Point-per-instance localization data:
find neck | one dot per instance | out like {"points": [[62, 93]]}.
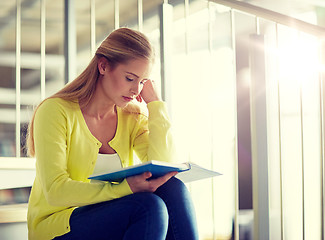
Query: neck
{"points": [[99, 109]]}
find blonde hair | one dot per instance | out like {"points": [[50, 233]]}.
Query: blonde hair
{"points": [[121, 46]]}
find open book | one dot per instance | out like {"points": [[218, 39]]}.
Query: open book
{"points": [[187, 172]]}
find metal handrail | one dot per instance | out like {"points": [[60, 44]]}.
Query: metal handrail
{"points": [[274, 16]]}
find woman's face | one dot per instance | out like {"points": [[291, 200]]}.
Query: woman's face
{"points": [[123, 83]]}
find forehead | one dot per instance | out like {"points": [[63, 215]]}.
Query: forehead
{"points": [[138, 67]]}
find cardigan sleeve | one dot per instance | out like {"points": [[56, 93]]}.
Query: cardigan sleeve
{"points": [[154, 136], [51, 137]]}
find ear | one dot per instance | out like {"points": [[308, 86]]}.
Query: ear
{"points": [[102, 65]]}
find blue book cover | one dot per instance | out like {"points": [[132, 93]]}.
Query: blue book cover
{"points": [[157, 169]]}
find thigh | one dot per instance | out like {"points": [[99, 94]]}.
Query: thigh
{"points": [[182, 219], [124, 218]]}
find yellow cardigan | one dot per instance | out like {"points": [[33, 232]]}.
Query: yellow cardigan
{"points": [[66, 153]]}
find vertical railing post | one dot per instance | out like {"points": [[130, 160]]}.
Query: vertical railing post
{"points": [[70, 40], [322, 125], [259, 138], [166, 18], [18, 75]]}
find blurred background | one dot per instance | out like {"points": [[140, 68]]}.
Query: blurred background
{"points": [[243, 81]]}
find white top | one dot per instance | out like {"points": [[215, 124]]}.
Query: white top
{"points": [[107, 163]]}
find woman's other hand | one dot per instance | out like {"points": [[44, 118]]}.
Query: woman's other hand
{"points": [[141, 183], [149, 93]]}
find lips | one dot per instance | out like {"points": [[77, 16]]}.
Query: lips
{"points": [[128, 99]]}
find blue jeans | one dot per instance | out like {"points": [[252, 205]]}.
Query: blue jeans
{"points": [[167, 213]]}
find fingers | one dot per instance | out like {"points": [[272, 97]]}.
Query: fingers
{"points": [[141, 183], [139, 98], [149, 92], [161, 180]]}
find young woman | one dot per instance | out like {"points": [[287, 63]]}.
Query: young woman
{"points": [[92, 124]]}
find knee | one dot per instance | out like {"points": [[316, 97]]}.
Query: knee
{"points": [[154, 207], [174, 186]]}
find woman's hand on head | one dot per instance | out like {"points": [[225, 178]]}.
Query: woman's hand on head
{"points": [[141, 183], [149, 93]]}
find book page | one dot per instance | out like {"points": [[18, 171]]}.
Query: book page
{"points": [[196, 173]]}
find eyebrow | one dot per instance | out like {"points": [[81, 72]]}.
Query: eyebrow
{"points": [[133, 74]]}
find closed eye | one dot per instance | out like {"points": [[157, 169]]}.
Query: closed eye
{"points": [[129, 79]]}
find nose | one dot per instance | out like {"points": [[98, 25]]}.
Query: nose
{"points": [[136, 88]]}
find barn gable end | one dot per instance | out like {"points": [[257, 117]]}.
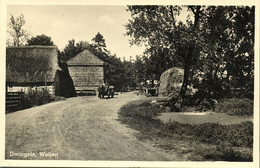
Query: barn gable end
{"points": [[86, 71], [31, 65]]}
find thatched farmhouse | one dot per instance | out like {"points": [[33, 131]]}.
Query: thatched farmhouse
{"points": [[31, 67], [86, 71]]}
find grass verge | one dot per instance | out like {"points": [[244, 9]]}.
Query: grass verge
{"points": [[207, 141]]}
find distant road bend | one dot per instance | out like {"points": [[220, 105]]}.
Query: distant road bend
{"points": [[80, 128]]}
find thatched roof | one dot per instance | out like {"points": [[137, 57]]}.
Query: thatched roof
{"points": [[31, 64], [85, 58]]}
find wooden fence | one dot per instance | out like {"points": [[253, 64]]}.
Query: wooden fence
{"points": [[13, 100]]}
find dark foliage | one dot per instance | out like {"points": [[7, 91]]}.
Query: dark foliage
{"points": [[235, 106]]}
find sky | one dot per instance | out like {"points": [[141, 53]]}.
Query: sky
{"points": [[82, 23]]}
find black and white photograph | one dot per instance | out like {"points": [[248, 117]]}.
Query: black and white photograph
{"points": [[130, 83]]}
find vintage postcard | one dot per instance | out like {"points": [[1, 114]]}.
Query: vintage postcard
{"points": [[129, 83]]}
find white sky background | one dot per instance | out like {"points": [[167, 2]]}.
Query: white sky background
{"points": [[82, 23]]}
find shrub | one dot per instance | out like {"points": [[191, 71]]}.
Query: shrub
{"points": [[36, 97], [236, 106]]}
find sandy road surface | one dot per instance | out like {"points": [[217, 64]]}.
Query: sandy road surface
{"points": [[80, 128]]}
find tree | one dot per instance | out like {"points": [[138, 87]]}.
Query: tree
{"points": [[18, 34], [40, 40], [156, 27], [214, 41]]}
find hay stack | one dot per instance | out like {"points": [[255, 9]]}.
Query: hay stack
{"points": [[171, 81]]}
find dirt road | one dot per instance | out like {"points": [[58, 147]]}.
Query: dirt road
{"points": [[80, 128]]}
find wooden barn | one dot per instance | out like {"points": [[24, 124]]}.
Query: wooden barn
{"points": [[86, 71], [31, 67]]}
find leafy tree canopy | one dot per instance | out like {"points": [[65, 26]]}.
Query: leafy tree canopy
{"points": [[40, 40]]}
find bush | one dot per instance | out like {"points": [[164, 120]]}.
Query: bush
{"points": [[36, 97], [236, 106]]}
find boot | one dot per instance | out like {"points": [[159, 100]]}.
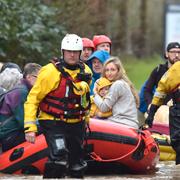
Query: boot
{"points": [[78, 170], [54, 170]]}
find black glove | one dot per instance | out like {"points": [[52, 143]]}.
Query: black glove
{"points": [[152, 111]]}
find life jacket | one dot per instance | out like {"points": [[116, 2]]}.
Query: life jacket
{"points": [[63, 103]]}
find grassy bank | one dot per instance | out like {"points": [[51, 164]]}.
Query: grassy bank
{"points": [[138, 70]]}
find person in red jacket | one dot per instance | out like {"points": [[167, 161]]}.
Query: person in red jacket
{"points": [[61, 96]]}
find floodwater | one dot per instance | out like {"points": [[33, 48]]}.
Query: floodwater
{"points": [[165, 170]]}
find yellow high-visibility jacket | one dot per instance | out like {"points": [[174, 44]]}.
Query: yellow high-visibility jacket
{"points": [[168, 83], [47, 81]]}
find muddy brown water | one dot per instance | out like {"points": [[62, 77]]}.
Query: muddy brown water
{"points": [[165, 170]]}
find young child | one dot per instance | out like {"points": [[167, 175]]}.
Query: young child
{"points": [[102, 88]]}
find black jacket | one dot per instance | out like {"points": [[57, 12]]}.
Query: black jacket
{"points": [[152, 82]]}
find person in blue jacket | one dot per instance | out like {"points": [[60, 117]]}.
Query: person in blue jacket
{"points": [[95, 62]]}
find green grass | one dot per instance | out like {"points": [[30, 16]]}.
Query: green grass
{"points": [[138, 70]]}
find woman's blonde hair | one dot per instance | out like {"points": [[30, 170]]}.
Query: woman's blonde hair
{"points": [[121, 75]]}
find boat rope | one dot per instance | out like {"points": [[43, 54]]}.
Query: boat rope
{"points": [[96, 157]]}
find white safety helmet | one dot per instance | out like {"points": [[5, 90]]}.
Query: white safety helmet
{"points": [[72, 42]]}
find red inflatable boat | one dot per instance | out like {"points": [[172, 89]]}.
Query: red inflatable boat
{"points": [[160, 128], [110, 142]]}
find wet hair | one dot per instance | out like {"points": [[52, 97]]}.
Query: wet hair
{"points": [[30, 69], [9, 78], [121, 75]]}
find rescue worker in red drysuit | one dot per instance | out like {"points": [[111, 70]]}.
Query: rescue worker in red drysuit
{"points": [[61, 92]]}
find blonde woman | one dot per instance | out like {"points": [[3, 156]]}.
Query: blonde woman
{"points": [[122, 97]]}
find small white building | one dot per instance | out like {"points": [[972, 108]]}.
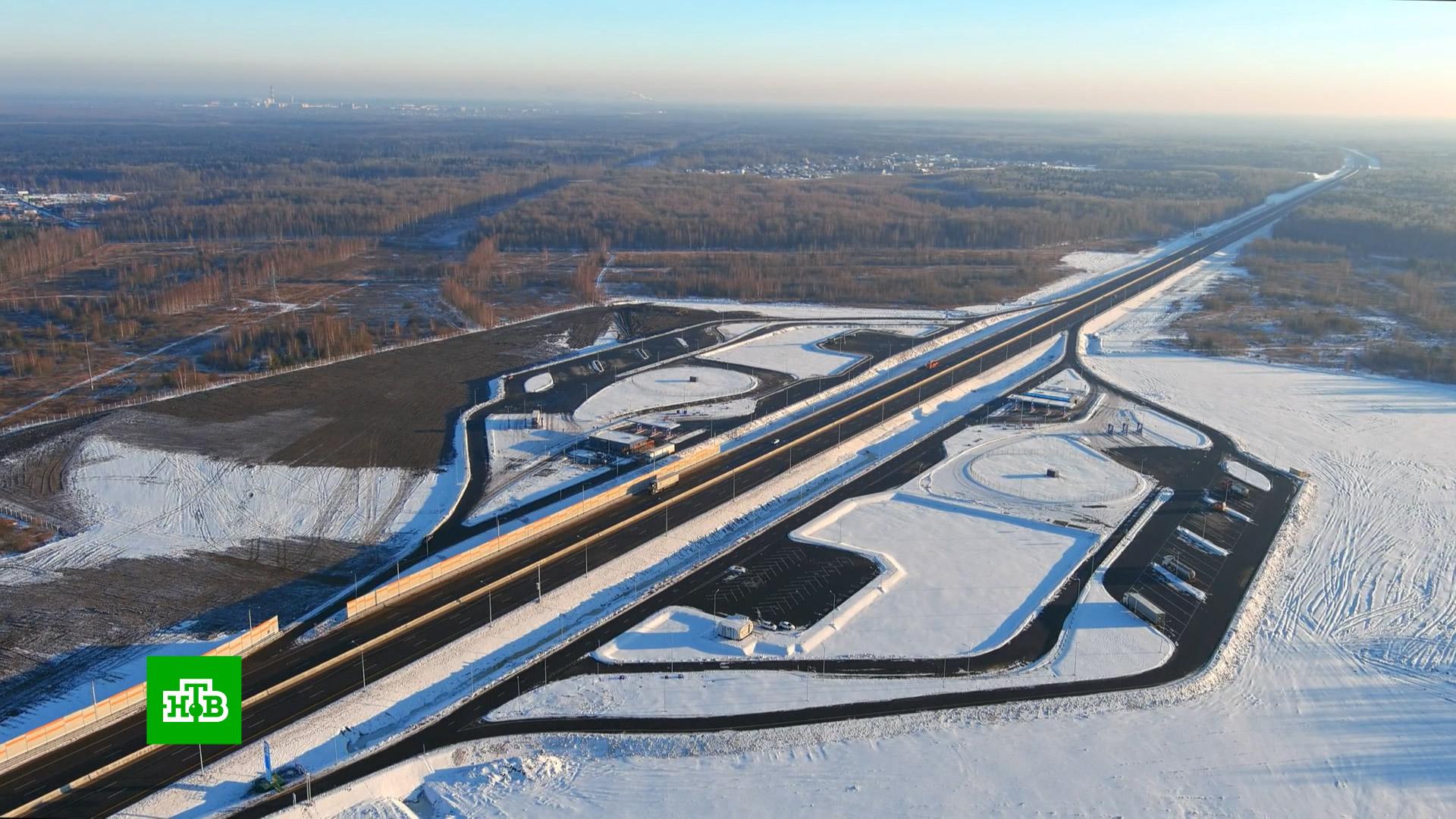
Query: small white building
{"points": [[734, 627]]}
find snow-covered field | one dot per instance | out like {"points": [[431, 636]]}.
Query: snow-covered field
{"points": [[663, 387], [971, 577], [792, 350], [808, 311], [152, 503], [414, 695], [1338, 704], [1247, 475]]}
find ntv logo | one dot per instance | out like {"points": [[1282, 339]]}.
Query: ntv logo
{"points": [[194, 700]]}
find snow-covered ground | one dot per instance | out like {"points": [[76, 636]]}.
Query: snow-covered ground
{"points": [[1069, 384], [808, 311], [1247, 475], [971, 577], [112, 678], [792, 350], [514, 442], [411, 697], [152, 503], [1338, 701], [546, 479], [663, 387], [734, 330]]}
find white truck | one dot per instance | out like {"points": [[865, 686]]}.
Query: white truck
{"points": [[663, 483]]}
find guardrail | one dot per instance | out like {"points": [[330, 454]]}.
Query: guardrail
{"points": [[455, 563], [120, 704], [447, 567]]}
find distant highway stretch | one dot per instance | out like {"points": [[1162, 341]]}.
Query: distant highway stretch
{"points": [[71, 780]]}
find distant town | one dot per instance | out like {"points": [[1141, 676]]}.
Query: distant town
{"points": [[72, 210], [889, 164]]}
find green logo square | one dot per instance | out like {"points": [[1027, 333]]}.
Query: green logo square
{"points": [[194, 700]]}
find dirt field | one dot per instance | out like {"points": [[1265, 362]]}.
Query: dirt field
{"points": [[386, 410]]}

**Your goal**
Look above for the line with "find leafy tree" and the line with "find black jacket", then copy exactly the lines from the first through the second, both kept, with no pictures.

**Finished task**
find leafy tree canopy | one dot per instance | out like {"points": [[65, 26]]}.
Query: leafy tree canopy
{"points": [[40, 40]]}
find bush | one dot per instance | out like {"points": [[164, 120]]}.
Query: bush
{"points": [[36, 97], [236, 106]]}
find boot | one dot per instance | out like {"points": [[159, 100]]}.
Query: boot
{"points": [[78, 170], [54, 170]]}
find black glove | one dot per instance | out like {"points": [[52, 143]]}.
Query: black glove
{"points": [[152, 111]]}
find life jacket | one dot per instance | out like {"points": [[116, 2]]}.
Query: life jacket
{"points": [[63, 103]]}
find grassy bank | one dot per instance | out like {"points": [[51, 164]]}.
Query: grassy bank
{"points": [[138, 70]]}
find person in red jacket | one dot per instance | out like {"points": [[167, 161]]}.
Query: person in red jacket
{"points": [[61, 96]]}
find floodwater | one dot per instance | out like {"points": [[33, 48]]}.
Query: floodwater
{"points": [[165, 170]]}
find yellow high-visibility jacket | one dot per instance | out like {"points": [[174, 44]]}.
Query: yellow high-visibility jacket
{"points": [[168, 83], [47, 81]]}
find muddy brown water | one dot per instance | out like {"points": [[62, 77]]}.
Query: muddy brown water
{"points": [[165, 170]]}
find young child | one dot per instance | out like {"points": [[167, 175]]}.
Query: young child
{"points": [[102, 88]]}
find black jacket | one dot per instance | out like {"points": [[57, 12]]}.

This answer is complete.